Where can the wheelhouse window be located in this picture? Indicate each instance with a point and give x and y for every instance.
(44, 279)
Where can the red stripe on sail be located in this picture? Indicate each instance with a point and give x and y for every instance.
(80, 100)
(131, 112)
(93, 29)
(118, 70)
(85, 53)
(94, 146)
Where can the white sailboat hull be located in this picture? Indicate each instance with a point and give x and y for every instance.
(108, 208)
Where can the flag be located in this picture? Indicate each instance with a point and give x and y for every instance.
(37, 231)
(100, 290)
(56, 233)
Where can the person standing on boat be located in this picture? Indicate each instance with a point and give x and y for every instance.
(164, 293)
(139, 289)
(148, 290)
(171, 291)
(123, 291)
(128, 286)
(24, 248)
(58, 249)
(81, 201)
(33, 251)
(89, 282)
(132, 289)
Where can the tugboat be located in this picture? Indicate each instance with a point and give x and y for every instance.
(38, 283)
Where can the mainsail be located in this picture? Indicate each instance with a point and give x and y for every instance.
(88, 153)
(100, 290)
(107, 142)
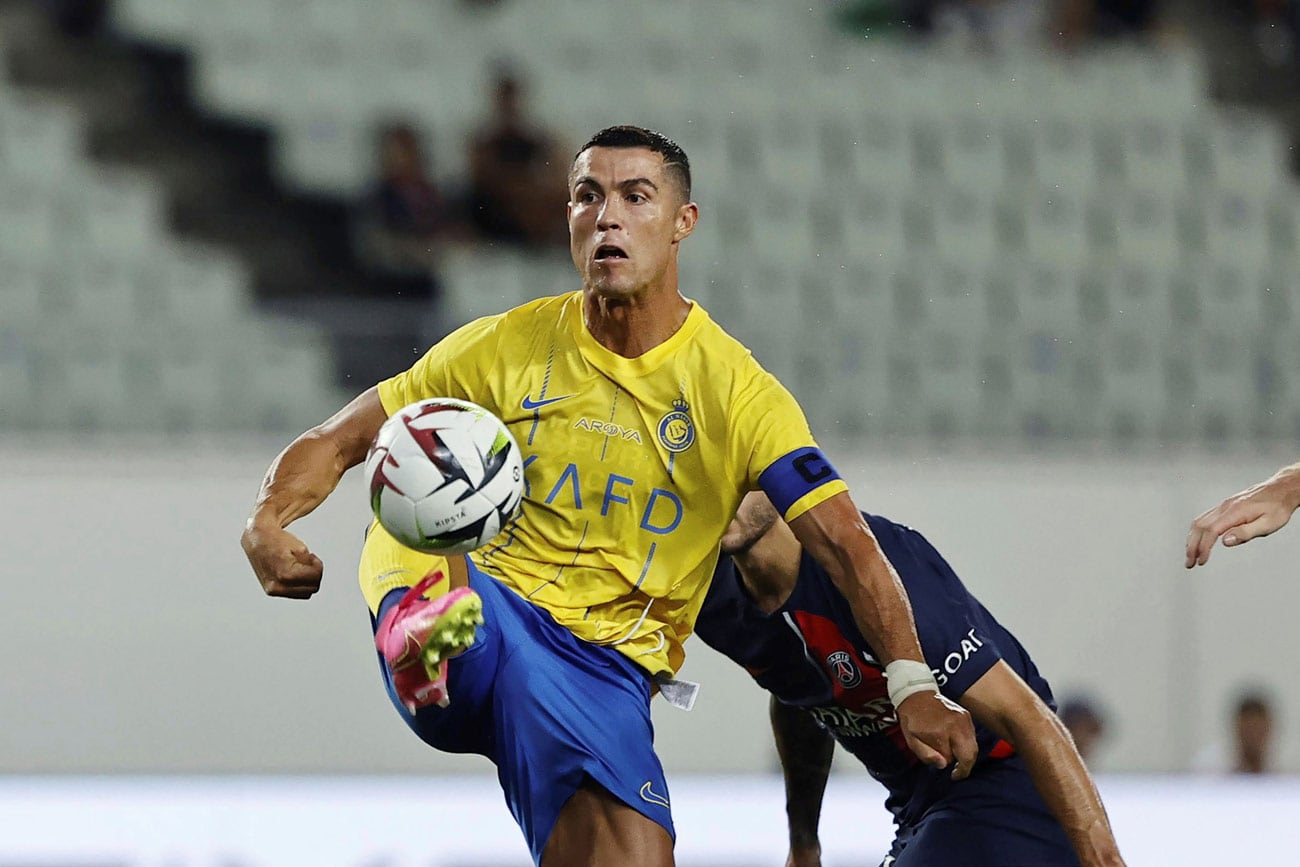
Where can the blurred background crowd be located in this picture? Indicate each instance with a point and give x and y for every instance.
(1058, 225)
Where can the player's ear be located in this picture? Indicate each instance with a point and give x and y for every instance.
(687, 217)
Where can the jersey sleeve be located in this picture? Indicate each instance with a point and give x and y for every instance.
(953, 629)
(780, 452)
(451, 368)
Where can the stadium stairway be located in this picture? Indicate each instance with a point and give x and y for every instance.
(141, 115)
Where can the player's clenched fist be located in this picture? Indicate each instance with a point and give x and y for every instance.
(282, 563)
(940, 732)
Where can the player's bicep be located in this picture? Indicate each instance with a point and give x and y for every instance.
(352, 428)
(1002, 702)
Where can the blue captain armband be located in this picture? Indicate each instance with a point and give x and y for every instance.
(794, 476)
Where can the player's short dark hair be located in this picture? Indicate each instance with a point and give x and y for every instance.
(1255, 702)
(674, 157)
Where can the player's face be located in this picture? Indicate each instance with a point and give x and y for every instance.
(625, 215)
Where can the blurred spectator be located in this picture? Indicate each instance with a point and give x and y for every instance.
(992, 25)
(1274, 24)
(1082, 21)
(518, 176)
(77, 17)
(1086, 723)
(404, 219)
(1251, 746)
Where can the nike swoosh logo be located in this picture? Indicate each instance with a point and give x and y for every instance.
(545, 402)
(650, 796)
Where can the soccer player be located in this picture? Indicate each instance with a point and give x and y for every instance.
(642, 424)
(1028, 802)
(1257, 511)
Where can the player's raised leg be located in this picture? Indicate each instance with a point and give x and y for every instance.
(434, 619)
(598, 829)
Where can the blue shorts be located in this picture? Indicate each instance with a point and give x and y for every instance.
(995, 818)
(549, 710)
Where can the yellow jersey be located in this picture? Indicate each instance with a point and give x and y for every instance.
(633, 467)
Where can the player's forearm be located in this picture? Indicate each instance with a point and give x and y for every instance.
(299, 480)
(876, 597)
(1065, 784)
(1286, 485)
(805, 750)
(836, 534)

* What the exercise asks *
The result should be an exact retyped version of all the entries above, containing no pictures.

* Your response *
Where can the wheelhouse window be located in this picture? Indicate each instance with a point and give x and y for every instance.
(44, 279)
Where can the red stripe on sail be located in this picture? Indicate each instance with a point and give x and y for every instance.
(80, 100)
(131, 112)
(93, 29)
(118, 70)
(85, 53)
(94, 146)
Where can the white sailboat hull be located in this picture? Indicate each instance with a point and give x and y for every instance.
(108, 208)
Where can the flag be located in this picture? Indicate each instance with a point and give x and y for every instance.
(37, 231)
(100, 290)
(56, 233)
Where can the person standing on boat be located in this picture? Indicate each instance with a point and give x and y for every instance.
(164, 293)
(139, 289)
(148, 290)
(171, 291)
(123, 291)
(128, 286)
(24, 248)
(58, 249)
(81, 201)
(33, 251)
(89, 282)
(132, 289)
Where can the tugboat be located in this picture? Indicate each instance with a point and give x and y for every instance.
(38, 283)
Where can the mainsail be located in this picture? Indicate each instance with a point and give x and y for every instance.
(88, 153)
(100, 290)
(107, 142)
Where can the blurred background crowd be located in this picture? Indicate each instance with a point and give x and y for every instance.
(1058, 225)
Where can the player's ear be located in this picture? Indicate each instance with a point and give x and y for every instance.
(687, 217)
Where can the jersey sleeve be located in this picture? Indicate each instance with a point and give x and y for every instance.
(953, 629)
(780, 452)
(451, 368)
Where can the stadium stairway be located in this picture? Indicate each instance with a point and give x and y for every instance.
(141, 115)
Where can the player's clenched fist be located in this picture? Indicate each instance with a point and give x and y for every instance.
(282, 563)
(940, 732)
Where can the player's bicep be located in this picture? Indicate each instance with a point and give x and y for every instance.
(352, 428)
(1002, 702)
Where can the blue captain armband be located in this picture? Indicate each instance with a point and give x and y for every instance.
(794, 476)
Where can the player's short dark hair be located in this picture? Indicate each instance with a point and give x and y for every instance.
(1255, 702)
(674, 157)
Where can the player's face be located in this picture? Indicate each instance with a point and give x and y for every instance.
(625, 215)
Where can the blurred spectator be located in this picture? Indicate each instance with a point and give x and y for every instance.
(992, 25)
(1274, 24)
(1082, 21)
(518, 176)
(77, 17)
(1086, 723)
(404, 219)
(1251, 746)
Where can the nike swoosh logo be located in this picture? Indicate each instance with a point and give x and y for every instance.
(545, 402)
(650, 796)
Where can the soccer player be located in this picture? Indicate each instance with a point and give x and y for every instance.
(642, 424)
(1028, 802)
(1257, 511)
Where can the player's raised leg be located in this picture? Indicate each instance with a point and give x and y for every instance.
(434, 619)
(598, 829)
Where can the blue shorts be located in this picture? Indicate each instance with a point and give x and y for every instance.
(995, 818)
(549, 710)
Where can the yellow jersey be located in this picture? Indicate each instance with a point and give x and y for every instance.
(633, 467)
Where can the player's forearm be located in this picture? Indicate each instance with a point and give x and y for every instance.
(299, 480)
(876, 597)
(1065, 784)
(1286, 485)
(805, 750)
(836, 534)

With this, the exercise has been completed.